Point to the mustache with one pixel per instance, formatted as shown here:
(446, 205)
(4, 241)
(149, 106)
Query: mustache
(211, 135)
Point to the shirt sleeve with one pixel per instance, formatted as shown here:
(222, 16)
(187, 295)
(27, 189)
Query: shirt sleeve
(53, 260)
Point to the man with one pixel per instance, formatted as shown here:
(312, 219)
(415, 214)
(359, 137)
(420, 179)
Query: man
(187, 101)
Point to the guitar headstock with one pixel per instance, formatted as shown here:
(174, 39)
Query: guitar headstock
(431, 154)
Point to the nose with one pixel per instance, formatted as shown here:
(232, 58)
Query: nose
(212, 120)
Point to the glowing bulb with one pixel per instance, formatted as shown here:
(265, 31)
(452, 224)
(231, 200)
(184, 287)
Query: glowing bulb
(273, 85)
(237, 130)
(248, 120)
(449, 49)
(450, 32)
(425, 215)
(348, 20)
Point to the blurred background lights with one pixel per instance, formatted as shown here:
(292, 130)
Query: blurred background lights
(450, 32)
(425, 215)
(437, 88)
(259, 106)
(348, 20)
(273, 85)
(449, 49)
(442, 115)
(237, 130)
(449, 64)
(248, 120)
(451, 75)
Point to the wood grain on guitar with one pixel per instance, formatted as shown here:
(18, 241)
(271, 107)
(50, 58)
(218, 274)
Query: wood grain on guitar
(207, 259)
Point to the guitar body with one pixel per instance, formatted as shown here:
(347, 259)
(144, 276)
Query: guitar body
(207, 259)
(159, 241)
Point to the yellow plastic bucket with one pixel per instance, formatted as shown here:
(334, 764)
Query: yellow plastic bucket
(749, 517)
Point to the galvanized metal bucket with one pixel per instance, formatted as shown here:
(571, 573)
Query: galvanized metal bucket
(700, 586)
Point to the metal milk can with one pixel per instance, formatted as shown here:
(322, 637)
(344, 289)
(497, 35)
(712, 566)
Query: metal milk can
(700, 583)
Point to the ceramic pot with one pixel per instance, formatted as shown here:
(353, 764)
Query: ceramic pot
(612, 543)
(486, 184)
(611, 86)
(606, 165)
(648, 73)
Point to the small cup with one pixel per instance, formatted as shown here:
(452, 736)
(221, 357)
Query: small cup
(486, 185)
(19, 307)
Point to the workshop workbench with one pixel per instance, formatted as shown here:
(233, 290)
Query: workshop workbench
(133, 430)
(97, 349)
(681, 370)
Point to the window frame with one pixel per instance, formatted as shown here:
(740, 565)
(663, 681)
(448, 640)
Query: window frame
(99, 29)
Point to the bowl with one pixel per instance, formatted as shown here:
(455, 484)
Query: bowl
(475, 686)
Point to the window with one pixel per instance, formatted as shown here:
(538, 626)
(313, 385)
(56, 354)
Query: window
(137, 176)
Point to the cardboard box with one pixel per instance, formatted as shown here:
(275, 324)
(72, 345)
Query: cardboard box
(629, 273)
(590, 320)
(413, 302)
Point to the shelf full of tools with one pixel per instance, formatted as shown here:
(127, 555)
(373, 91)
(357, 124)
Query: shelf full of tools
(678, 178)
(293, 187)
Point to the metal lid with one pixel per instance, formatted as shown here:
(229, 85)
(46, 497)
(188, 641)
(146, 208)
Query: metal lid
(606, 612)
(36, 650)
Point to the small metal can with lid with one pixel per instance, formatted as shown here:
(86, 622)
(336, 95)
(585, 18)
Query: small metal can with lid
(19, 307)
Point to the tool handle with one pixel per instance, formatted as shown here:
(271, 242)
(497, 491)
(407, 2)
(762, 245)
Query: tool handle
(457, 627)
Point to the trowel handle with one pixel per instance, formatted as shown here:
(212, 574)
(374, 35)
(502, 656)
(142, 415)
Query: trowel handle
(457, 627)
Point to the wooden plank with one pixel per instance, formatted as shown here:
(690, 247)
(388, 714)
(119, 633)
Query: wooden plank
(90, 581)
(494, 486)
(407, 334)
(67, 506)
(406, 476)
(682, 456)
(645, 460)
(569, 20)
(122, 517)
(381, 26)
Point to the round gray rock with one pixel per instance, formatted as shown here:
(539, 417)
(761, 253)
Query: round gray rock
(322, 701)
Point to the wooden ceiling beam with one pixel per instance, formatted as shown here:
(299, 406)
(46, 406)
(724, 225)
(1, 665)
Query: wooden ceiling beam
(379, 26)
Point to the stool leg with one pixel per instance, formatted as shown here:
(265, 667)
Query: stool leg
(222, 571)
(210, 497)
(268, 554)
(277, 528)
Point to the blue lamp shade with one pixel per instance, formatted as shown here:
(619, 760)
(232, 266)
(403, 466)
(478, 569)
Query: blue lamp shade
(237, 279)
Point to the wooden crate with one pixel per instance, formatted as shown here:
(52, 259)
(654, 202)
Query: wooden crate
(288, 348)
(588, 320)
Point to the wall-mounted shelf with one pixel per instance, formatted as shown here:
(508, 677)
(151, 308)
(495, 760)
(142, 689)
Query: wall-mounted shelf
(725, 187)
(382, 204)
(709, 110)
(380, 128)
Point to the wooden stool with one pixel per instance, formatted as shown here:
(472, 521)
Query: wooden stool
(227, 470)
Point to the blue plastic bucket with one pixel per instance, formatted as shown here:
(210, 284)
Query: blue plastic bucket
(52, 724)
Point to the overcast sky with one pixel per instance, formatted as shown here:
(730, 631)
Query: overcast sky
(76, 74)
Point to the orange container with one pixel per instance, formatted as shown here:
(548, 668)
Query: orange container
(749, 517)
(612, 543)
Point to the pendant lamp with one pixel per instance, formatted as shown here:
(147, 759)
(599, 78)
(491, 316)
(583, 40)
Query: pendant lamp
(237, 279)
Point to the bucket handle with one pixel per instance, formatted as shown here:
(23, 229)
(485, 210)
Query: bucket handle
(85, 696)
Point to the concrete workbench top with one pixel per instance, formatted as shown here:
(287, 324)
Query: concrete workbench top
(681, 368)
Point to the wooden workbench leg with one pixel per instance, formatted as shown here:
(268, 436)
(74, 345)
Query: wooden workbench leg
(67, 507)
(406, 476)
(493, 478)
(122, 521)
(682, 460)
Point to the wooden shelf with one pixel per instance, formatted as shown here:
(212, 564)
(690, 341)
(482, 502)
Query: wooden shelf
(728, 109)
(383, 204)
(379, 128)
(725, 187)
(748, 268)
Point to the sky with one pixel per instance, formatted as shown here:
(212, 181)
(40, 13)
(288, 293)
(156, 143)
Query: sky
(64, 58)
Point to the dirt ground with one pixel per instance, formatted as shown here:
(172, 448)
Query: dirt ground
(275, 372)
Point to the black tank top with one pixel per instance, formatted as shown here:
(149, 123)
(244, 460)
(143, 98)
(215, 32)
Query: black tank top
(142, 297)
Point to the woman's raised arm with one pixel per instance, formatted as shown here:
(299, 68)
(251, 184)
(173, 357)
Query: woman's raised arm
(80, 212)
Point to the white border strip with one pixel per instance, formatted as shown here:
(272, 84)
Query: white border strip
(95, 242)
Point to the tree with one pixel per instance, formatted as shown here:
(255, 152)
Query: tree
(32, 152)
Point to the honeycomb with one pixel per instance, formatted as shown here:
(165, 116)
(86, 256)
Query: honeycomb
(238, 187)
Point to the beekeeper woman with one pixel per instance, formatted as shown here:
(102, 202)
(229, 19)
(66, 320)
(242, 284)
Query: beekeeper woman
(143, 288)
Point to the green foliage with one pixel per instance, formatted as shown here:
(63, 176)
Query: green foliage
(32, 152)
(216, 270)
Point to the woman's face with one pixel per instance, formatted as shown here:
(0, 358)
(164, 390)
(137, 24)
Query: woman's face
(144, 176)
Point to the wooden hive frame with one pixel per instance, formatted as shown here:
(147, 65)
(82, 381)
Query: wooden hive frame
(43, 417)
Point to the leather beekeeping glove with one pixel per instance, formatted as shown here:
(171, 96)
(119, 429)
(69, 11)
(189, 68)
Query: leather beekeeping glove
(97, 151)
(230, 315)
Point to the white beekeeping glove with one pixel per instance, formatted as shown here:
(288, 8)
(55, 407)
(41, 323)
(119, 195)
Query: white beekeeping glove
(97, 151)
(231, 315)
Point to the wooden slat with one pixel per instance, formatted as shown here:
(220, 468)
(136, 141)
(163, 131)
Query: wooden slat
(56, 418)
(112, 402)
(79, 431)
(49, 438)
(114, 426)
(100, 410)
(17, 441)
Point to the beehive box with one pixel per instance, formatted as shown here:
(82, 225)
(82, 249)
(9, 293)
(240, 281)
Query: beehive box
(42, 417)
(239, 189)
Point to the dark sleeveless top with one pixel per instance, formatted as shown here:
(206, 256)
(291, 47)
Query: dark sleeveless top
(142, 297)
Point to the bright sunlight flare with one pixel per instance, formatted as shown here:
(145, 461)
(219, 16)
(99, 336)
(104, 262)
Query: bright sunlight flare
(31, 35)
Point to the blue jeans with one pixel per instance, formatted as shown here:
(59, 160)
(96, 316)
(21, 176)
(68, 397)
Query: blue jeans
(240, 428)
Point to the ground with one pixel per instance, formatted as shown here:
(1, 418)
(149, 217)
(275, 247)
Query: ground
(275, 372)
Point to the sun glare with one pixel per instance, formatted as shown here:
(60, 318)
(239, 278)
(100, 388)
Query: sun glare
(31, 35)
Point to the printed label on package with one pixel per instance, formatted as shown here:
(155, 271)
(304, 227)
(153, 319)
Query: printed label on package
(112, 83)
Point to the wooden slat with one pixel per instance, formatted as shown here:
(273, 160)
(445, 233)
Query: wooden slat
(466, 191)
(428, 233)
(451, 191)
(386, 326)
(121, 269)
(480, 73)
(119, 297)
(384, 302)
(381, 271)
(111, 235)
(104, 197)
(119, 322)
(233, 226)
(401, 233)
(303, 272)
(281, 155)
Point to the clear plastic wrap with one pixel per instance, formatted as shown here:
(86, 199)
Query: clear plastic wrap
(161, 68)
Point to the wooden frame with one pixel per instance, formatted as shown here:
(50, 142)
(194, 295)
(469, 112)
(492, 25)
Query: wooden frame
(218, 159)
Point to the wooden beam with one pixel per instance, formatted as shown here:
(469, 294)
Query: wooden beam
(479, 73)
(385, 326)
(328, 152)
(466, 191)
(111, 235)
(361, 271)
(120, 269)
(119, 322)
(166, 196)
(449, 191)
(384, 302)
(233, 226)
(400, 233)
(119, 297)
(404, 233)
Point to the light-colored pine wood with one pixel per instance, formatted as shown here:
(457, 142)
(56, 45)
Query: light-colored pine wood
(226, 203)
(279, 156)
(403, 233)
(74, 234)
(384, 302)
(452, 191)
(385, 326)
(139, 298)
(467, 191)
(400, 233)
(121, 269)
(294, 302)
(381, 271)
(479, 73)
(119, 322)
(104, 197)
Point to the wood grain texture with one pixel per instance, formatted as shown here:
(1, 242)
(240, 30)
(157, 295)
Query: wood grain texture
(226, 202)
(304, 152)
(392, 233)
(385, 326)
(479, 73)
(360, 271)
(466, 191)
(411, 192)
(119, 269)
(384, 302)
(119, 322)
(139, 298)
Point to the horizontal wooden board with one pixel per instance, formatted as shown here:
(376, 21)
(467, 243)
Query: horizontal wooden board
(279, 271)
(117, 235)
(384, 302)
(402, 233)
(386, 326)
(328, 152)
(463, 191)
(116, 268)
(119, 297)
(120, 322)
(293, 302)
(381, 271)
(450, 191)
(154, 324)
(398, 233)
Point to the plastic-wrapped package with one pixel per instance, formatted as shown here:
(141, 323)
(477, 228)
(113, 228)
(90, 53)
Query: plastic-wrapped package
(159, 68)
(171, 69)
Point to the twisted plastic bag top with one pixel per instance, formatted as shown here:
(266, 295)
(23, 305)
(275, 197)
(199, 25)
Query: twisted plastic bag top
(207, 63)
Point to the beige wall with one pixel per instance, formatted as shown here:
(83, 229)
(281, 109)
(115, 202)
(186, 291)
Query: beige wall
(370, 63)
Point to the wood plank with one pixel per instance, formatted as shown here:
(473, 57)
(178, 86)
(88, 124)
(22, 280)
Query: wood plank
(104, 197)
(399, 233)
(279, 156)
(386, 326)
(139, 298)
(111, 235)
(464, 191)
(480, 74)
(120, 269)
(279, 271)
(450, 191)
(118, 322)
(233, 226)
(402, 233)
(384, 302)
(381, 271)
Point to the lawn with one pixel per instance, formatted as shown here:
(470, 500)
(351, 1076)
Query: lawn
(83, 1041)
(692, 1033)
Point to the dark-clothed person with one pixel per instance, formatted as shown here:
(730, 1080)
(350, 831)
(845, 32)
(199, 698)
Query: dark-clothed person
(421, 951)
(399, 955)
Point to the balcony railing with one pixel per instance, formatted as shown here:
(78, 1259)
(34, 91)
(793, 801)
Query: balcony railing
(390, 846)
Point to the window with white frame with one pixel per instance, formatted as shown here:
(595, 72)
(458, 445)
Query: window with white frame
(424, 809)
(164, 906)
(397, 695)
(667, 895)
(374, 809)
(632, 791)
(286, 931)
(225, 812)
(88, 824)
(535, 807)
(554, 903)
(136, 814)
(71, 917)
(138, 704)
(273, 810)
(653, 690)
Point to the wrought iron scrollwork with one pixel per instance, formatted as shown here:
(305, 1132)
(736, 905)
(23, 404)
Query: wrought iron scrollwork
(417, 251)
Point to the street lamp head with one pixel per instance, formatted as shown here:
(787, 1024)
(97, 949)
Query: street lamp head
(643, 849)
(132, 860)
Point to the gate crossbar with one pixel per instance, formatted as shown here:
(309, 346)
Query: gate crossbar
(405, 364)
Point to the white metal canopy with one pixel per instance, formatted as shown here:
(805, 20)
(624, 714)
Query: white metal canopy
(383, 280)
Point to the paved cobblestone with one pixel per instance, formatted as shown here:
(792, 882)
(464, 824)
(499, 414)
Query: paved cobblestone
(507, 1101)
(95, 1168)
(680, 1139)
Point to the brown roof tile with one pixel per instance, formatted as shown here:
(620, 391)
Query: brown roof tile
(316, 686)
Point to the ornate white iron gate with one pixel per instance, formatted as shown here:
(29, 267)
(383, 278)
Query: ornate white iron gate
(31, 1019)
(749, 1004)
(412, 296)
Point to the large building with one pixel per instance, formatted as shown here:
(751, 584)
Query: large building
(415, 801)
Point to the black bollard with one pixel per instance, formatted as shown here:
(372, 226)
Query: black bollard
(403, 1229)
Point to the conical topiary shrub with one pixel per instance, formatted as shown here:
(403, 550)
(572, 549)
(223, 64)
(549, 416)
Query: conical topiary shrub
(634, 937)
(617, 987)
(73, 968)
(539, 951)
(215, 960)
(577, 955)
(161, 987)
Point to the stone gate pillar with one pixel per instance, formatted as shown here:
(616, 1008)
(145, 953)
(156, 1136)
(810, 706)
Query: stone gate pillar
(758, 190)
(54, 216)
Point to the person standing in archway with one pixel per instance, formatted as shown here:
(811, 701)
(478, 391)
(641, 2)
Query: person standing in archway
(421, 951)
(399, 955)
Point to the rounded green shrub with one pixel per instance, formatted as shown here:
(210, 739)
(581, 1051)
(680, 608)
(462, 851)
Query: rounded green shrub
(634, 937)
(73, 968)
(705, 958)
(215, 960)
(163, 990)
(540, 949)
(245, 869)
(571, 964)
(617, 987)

•••••

— Exercise task —
Quote the rows word for word, from the line that contains "Point to the stone" through the last line of the rows.

— Exercise solution —
Point to the stone gate pillar with one pixel per instance, formatted as shown here:
(616, 1008)
(145, 953)
(156, 1136)
(810, 706)
Query: stone gate pillar
(758, 190)
(54, 216)
Point to the person standing in archway with one pixel per instance, formatted as shown here:
(811, 701)
(478, 391)
(641, 2)
Query: person standing in archway
(421, 951)
(399, 955)
Point to the rounded green shrub with one pixel per instance, formatted as shown here:
(210, 739)
(581, 1051)
(680, 608)
(462, 851)
Query: rounded green shrub
(634, 937)
(73, 968)
(705, 958)
(215, 960)
(163, 990)
(540, 949)
(245, 869)
(571, 964)
(617, 987)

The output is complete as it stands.